--- TEXT BLOCK ---
Ali, I just pushed a couple of updates.  Let's see if that fixes it for you.

I added:
1. [Timer] Some thread safety to the timer module.  I also noticed in my
flowgraph if I went to the top block options and turned on "realtime
scheduling" it was generally more accurate on the timing (makes sense).
2. [File Sink] Added a proper gnuradio stop() function to make sure files
get properly closed on exit. (Burns me every time.... swig doesn't
guarantee that C++ destructors get called so you really need to clean up in
stop().  I just get lazy sometimes)

Anyway do a fresh git pull and let me know if that fixes any of your issues
or if you still experience them.



On Wed, May 1, 2019 at 8:52 PM GhostOp14 <ghosto...@gmail.com> wrote:

> Thanks Ali,
>
> I'll take a look at what you found with inconsistencies and see if I can
> hunt them down.
>
>
>
> On Wed, May 1, 2019 at 5:35 PM Ali Dormiani <sdorm...@eng.ucsd.edu> wrote:
>
>> Hello GhostOp14 and USRP users,
>>
>> Your oot blocks are amazing. They do exactly what we need in a clean way.

--- STATED EXERCISE 1 ---
In the email thread about the GNU Radio block updates, what effect did turning on "realtime scheduling" in the top block options have?
The records that come next are unrelated to the email thread above.

--- RECORDS FOR THE TASK ---
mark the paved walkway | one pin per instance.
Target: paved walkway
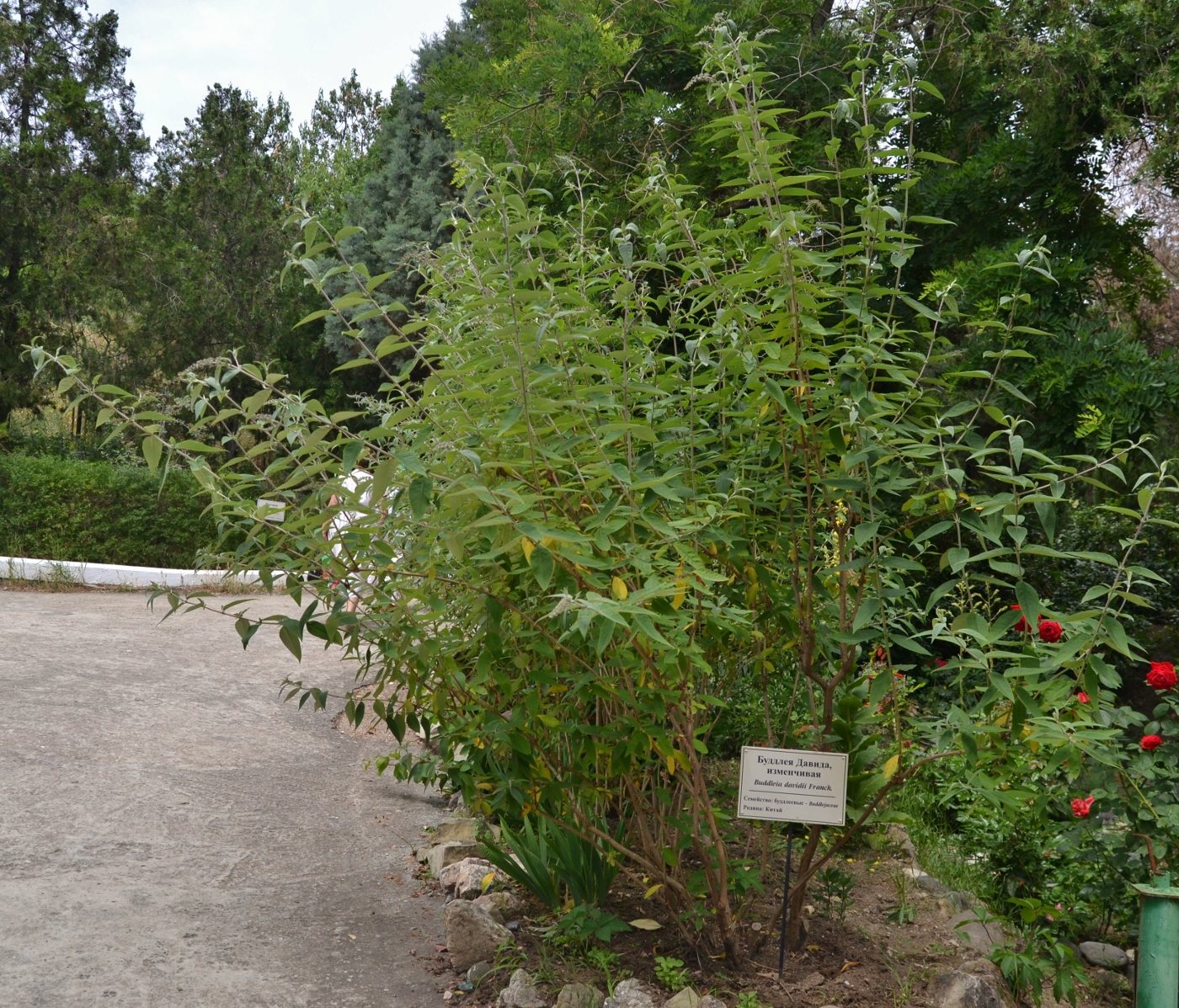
(171, 834)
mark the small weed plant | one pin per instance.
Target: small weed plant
(670, 973)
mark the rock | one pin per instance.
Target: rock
(520, 993)
(445, 854)
(454, 831)
(477, 972)
(976, 935)
(463, 880)
(976, 984)
(579, 995)
(472, 935)
(1104, 954)
(811, 981)
(631, 994)
(499, 905)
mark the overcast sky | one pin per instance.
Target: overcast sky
(294, 47)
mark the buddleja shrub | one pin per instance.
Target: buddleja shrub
(631, 465)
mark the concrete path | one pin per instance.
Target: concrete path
(171, 834)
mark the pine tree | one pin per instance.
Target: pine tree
(68, 138)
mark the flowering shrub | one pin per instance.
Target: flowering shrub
(1161, 675)
(1049, 631)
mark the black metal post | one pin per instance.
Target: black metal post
(786, 901)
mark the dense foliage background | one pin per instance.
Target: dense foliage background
(1039, 120)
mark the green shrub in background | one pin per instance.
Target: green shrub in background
(1102, 528)
(68, 509)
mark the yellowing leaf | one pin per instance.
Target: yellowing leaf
(677, 600)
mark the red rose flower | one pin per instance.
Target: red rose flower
(1161, 675)
(1049, 631)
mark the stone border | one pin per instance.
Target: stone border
(80, 572)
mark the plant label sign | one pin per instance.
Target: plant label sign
(792, 786)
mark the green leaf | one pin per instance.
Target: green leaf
(152, 448)
(420, 491)
(291, 633)
(541, 563)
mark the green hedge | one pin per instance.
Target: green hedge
(68, 509)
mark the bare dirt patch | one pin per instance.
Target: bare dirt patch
(866, 958)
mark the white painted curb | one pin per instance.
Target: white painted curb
(120, 574)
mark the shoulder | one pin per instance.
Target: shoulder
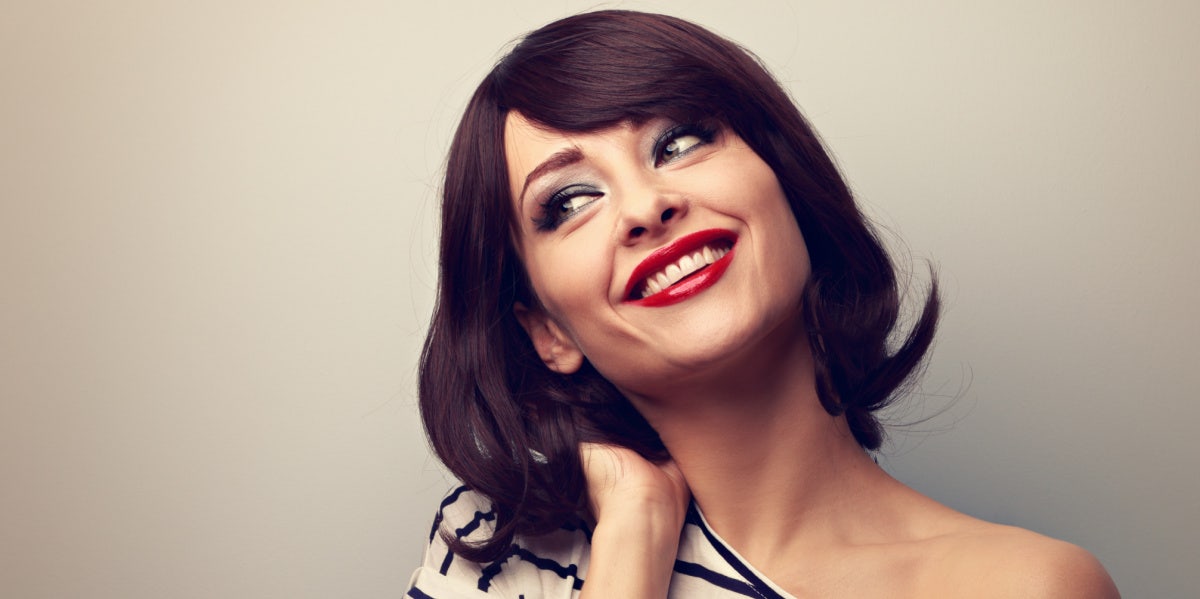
(1002, 562)
(545, 565)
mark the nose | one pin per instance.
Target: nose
(649, 216)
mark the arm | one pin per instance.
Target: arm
(640, 509)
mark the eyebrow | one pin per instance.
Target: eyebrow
(561, 159)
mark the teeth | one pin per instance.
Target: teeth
(681, 269)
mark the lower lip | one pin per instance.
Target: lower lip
(688, 287)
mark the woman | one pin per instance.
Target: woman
(660, 310)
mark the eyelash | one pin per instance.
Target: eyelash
(551, 216)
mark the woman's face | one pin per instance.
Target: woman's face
(664, 251)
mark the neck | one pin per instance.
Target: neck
(767, 465)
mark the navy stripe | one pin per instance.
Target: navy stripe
(759, 586)
(415, 593)
(445, 563)
(712, 577)
(541, 563)
(445, 503)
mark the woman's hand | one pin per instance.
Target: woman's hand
(640, 509)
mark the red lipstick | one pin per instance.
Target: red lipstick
(671, 253)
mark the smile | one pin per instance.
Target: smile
(681, 269)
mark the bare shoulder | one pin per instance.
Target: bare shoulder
(1003, 562)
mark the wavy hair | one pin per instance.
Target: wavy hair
(507, 425)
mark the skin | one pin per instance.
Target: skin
(726, 378)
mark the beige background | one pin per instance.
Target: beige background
(217, 258)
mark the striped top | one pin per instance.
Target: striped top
(556, 565)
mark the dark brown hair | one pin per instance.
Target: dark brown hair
(501, 420)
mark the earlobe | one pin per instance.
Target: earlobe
(556, 348)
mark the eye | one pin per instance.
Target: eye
(681, 141)
(563, 204)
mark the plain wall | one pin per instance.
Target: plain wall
(217, 256)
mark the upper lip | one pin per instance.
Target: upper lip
(670, 253)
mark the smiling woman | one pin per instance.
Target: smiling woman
(660, 341)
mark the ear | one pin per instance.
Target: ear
(556, 348)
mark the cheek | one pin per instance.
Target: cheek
(571, 276)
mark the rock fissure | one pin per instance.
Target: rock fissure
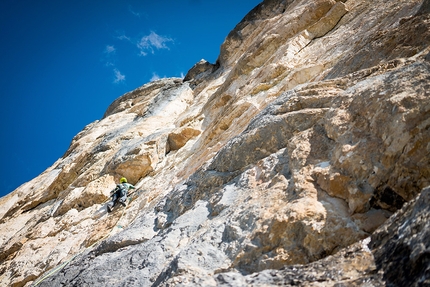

--- STATED EXERCISE 2 ---
In the records, replace "rock fissure" with "rock crack" in the lines from the one containing "mark the rock fissure | one pin per instance." up to and including the last line of the records, changing nothing else. Reproduce only those lines and leave out the pictures.

--- SOLUTION 1 ---
It made the timing generally more accurate.

--- SOLUTION 2 ---
mark the rock crack | one pin per instance.
Target: rock crack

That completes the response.